(RECORDS TO PROCESS):

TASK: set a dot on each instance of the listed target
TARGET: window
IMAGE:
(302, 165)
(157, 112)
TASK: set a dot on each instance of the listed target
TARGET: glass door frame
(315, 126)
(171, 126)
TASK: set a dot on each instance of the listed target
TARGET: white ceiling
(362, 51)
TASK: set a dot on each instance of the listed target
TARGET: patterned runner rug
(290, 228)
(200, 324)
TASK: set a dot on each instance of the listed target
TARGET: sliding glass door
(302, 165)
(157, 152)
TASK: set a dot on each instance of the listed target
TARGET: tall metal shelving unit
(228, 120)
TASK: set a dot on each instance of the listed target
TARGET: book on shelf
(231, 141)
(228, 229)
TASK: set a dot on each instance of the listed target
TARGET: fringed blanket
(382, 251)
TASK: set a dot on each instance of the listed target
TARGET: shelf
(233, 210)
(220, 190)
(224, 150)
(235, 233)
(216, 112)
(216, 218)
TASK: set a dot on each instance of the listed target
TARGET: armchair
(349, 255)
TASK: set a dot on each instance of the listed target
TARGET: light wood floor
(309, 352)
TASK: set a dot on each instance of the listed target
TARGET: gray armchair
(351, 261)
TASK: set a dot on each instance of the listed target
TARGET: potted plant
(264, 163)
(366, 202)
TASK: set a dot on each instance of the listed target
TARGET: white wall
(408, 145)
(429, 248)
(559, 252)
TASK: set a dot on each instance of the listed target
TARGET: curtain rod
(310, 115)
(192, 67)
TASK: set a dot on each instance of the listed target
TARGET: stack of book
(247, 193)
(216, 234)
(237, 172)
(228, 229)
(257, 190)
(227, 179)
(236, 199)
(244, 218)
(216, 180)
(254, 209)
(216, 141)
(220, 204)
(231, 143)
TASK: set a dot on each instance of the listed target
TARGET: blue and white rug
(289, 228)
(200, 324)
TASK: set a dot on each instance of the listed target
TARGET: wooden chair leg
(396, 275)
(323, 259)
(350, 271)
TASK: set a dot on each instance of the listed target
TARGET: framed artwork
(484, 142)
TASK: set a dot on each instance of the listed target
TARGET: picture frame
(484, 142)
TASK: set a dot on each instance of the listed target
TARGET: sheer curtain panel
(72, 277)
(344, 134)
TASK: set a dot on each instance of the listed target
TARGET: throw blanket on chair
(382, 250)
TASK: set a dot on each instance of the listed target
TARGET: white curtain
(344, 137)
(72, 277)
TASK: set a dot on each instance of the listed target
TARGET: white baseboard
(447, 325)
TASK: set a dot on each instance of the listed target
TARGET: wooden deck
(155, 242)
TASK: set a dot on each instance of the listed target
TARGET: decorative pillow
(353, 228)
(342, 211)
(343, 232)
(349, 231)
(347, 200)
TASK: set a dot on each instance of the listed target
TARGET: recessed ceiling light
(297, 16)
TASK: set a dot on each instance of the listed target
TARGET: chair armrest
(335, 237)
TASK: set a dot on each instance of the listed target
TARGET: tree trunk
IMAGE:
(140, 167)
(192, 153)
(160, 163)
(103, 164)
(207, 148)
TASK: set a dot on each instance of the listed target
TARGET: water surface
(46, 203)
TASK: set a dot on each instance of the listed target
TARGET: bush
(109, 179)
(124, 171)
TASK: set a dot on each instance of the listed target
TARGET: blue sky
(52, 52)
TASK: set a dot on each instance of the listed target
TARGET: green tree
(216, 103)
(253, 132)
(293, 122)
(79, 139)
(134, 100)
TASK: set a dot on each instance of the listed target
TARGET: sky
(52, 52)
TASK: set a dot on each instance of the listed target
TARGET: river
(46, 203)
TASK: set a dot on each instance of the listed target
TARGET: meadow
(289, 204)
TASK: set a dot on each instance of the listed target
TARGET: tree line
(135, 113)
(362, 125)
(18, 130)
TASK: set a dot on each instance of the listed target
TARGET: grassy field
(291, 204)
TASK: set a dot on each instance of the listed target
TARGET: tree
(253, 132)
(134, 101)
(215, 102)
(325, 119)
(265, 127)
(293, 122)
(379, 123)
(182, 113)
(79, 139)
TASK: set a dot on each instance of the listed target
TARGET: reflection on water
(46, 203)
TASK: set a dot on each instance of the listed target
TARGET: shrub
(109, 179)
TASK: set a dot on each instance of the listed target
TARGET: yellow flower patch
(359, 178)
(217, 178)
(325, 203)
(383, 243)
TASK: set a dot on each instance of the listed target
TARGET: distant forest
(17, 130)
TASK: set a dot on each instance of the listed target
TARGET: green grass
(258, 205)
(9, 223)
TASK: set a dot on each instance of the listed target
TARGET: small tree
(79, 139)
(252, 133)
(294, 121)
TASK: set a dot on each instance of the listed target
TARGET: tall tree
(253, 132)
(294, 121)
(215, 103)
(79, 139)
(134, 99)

(EXERCISE DIRECTIONS):
From the first line through the last, give the data above again exactly.

(RESPONSE):
TASK: set a dot on each instance of the listed target
TARGET: window
IMAGE:
(302, 165)
(157, 112)
TASK: set a dot on each instance of the listed target
TARGET: glass door frame
(315, 126)
(171, 126)
TASK: set a dot on each instance of the listed target
TARGET: white ceiling
(362, 51)
TASK: set a dot on each instance of the listed target
TARGET: patterned runner rug
(290, 228)
(200, 324)
TASK: set a dot on each instance of the listed target
TARGET: sliding glass door
(302, 165)
(157, 152)
TASK: set a dot on each instance of the listed target
TARGET: tall metal shelving unit
(228, 120)
TASK: set a dot on each instance of the listed target
TARGET: book on shelf
(231, 141)
(228, 229)
TASK: set a dot on each instance of the listed target
TARGET: fringed blanket
(382, 251)
TASK: set a dot on each instance of the listed target
TARGET: shelf
(233, 210)
(220, 190)
(224, 150)
(235, 233)
(216, 112)
(216, 218)
TASK: set a dot on each instance of the listed target
TARGET: armchair
(349, 255)
TASK: set a dot on each instance of the listed target
TARGET: light wood floor
(309, 352)
TASK: set a dot on each instance of the listed target
TARGET: gray armchair
(351, 261)
TASK: set a dot on each instance of the listed target
TARGET: potted plant
(264, 163)
(366, 202)
TASK: set a dot on each instance of the listed target
TARGET: white wall
(408, 145)
(429, 248)
(559, 252)
TASK: set a dot on each instance of the listed target
TARGET: curtain rod
(310, 115)
(192, 67)
TASK: set a dot on each instance of the listed target
TARGET: stack of book
(247, 193)
(216, 234)
(237, 172)
(228, 229)
(257, 190)
(227, 179)
(236, 199)
(244, 218)
(216, 180)
(254, 209)
(216, 141)
(220, 204)
(231, 143)
TASK: set a dot on each instance of the listed target
TARGET: blue and white rug
(289, 228)
(200, 324)
TASK: set a dot on each instance of the listed target
TARGET: wooden chair leg
(396, 275)
(323, 259)
(350, 271)
TASK: set a dot on each instance of the listed target
TARGET: framed artwork
(484, 142)
TASK: set a dot on each instance of the listed target
TARGET: picture frame
(484, 142)
TASK: set a dot on each instance of the listed target
TARGET: sheer curtain panel
(72, 277)
(344, 134)
TASK: set a dot on each instance of the listed target
TARGET: throw blanket on chair
(382, 250)
TASK: set a dot on each instance of the listed target
TARGET: white curtain
(344, 137)
(72, 277)
TASK: set a dot on each instance of the listed target
TARGET: white baseboard
(447, 325)
TASK: set a dot on each instance of the listed target
TARGET: wooden deck
(155, 242)
TASK: set a dot on each instance of the listed target
TARGET: decorative pillow
(353, 228)
(342, 211)
(343, 232)
(349, 231)
(347, 200)
TASK: set a dot on each instance of the listed target
TARGET: recessed ceiling light
(297, 16)
TASK: set a dot on each instance of the listed target
TARGET: chair armrest
(335, 237)
TASK: set a dot on each instance of the listed target
TARGET: tree trunk
IMAGE:
(140, 167)
(192, 153)
(160, 163)
(103, 164)
(207, 148)
TASK: set a dot on each instance of the listed target
TARGET: water surface
(46, 203)
TASK: set a dot on each instance of the listed target
TARGET: bush
(109, 179)
(124, 171)
TASK: set a dot on each instance of the listed target
TARGET: blue sky
(52, 52)
TASK: set a dot on each instance of the listed target
TARGET: green tree
(216, 103)
(253, 132)
(293, 122)
(79, 139)
(134, 100)
TASK: set a dot on each instance of the listed target
TARGET: sky
(52, 52)
TASK: set a dot on each instance of the listed target
TARGET: river
(46, 203)
TASK: set a dot on each instance of the listed target
TARGET: meadow
(289, 204)
TASK: set a dot on each instance of the listed target
TARGET: tree line
(135, 113)
(362, 125)
(18, 130)
TASK: set a dot on each instance of the listed target
TARGET: grassy field
(291, 204)
TASK: set a dot on each instance of the listed target
TARGET: tree
(253, 132)
(134, 101)
(215, 102)
(325, 119)
(265, 127)
(293, 122)
(379, 123)
(182, 113)
(79, 139)
TASK: set a dot on each instance of the listed target
TARGET: reflection on water
(46, 203)
TASK: set a dot on each instance of the listed target
TARGET: shrub
(109, 179)
TASK: set a dot on each instance of the listed target
TARGET: yellow flower patch
(359, 178)
(217, 178)
(325, 203)
(383, 243)
TASK: set a dot on each instance of the listed target
TARGET: distant forest
(17, 130)
TASK: set a dot on each instance of the listed target
TARGET: green grass
(258, 205)
(9, 223)
TASK: set a dot on each instance of the listed target
TARGET: small tree
(79, 139)
(252, 133)
(294, 121)
TASK: set a dot on each instance of the listed target
TARGET: tall tree
(253, 132)
(294, 121)
(215, 103)
(79, 139)
(134, 99)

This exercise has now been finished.